**WORK INSTRUCTIONS**
Can you convert every line of the entries below into a Markdown table with two columns, Row for the line's number and Line for its text, leaving out any blank lines?
= = = = =
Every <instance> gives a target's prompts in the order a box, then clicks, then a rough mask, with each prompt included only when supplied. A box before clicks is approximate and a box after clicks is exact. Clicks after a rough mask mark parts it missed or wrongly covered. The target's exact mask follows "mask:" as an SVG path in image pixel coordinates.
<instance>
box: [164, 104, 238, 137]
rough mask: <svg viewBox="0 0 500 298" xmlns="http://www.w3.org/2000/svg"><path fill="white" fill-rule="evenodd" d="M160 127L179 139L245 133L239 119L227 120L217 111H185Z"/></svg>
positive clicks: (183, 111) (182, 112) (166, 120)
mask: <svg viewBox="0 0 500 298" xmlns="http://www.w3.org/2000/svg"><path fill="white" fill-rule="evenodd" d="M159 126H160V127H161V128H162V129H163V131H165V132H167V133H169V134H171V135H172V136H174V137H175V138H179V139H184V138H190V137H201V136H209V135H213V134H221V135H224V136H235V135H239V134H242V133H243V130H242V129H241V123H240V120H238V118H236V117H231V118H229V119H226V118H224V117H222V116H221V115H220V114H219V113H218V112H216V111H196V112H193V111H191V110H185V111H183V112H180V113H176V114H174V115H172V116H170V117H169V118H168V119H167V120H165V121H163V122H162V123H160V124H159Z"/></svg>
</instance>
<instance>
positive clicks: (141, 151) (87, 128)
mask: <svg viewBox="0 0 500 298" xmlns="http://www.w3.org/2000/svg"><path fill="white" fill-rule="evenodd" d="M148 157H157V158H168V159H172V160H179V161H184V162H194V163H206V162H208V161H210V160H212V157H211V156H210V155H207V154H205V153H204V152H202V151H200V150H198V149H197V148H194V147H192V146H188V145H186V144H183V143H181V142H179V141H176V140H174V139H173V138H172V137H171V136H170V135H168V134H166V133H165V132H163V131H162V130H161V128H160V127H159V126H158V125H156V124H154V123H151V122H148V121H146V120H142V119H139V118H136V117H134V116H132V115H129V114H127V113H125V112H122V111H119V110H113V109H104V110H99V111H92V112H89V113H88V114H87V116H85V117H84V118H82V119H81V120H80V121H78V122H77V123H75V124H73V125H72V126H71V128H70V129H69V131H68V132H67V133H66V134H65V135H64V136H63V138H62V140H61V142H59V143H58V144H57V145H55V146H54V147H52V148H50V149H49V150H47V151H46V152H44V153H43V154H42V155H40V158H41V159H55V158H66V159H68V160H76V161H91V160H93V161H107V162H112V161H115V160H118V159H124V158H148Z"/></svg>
= = = = =
**PROBLEM SOLUTION**
| Row | Line |
|---|---|
| 1 | Every <instance> gives a target's prompts in the order a box, then clicks, then a rough mask, with each prompt included only when supplied. A box before clicks is approximate and a box after clicks is exact. Clicks after a rough mask mark parts it missed or wrongly covered. The target's exact mask follows "mask:" as an SVG path in image pixel coordinates. |
| 2 | <instance> |
| 3 | box: [164, 104, 238, 137] |
| 4 | rough mask: <svg viewBox="0 0 500 298" xmlns="http://www.w3.org/2000/svg"><path fill="white" fill-rule="evenodd" d="M160 127L179 139L245 133L239 119L227 120L217 111H185Z"/></svg> |
| 5 | positive clicks: (183, 111) (182, 112) (166, 120) |
| 6 | mask: <svg viewBox="0 0 500 298" xmlns="http://www.w3.org/2000/svg"><path fill="white" fill-rule="evenodd" d="M159 126H160V127H161V128H162V129H163V131H165V132H167V133H169V134H171V135H172V136H174V137H175V138H179V139H184V138H190V137H201V136H209V135H213V134H221V135H224V136H235V135H239V134H242V133H243V130H242V129H241V123H240V120H238V118H236V117H231V118H229V119H226V118H224V117H222V116H221V115H220V114H219V113H218V112H216V111H196V112H193V111H191V110H185V111H183V112H180V113H176V114H174V115H172V116H170V117H169V118H168V119H167V120H165V121H163V122H162V123H160V124H159Z"/></svg> |
| 7 | </instance> |
| 8 | <instance> |
| 9 | positive clicks: (141, 151) (87, 128) |
| 10 | mask: <svg viewBox="0 0 500 298" xmlns="http://www.w3.org/2000/svg"><path fill="white" fill-rule="evenodd" d="M148 157H157V158H168V159H172V160H179V161H184V162H194V163H206V162H208V161H210V160H212V157H211V156H210V155H207V154H205V153H204V152H202V151H200V150H198V149H197V148H194V147H192V146H188V145H186V144H183V143H181V142H179V141H176V140H174V139H173V138H172V137H171V136H170V135H168V134H166V133H165V132H163V131H162V130H161V128H160V127H159V126H158V125H156V124H154V123H151V122H148V121H146V120H142V119H139V118H136V117H134V116H132V115H129V114H127V113H125V112H122V111H119V110H113V109H104V110H99V111H92V112H89V113H88V114H87V116H85V117H84V118H82V119H81V120H80V121H78V122H77V123H75V124H73V125H72V126H71V128H70V129H69V131H68V132H67V133H66V134H65V135H64V136H63V138H62V140H61V142H59V143H58V144H57V145H55V146H54V147H52V148H50V149H49V150H47V151H46V152H44V153H43V154H42V155H40V158H41V159H55V158H66V159H68V160H76V161H91V160H93V161H107V162H112V161H115V160H118V159H124V158H148Z"/></svg> |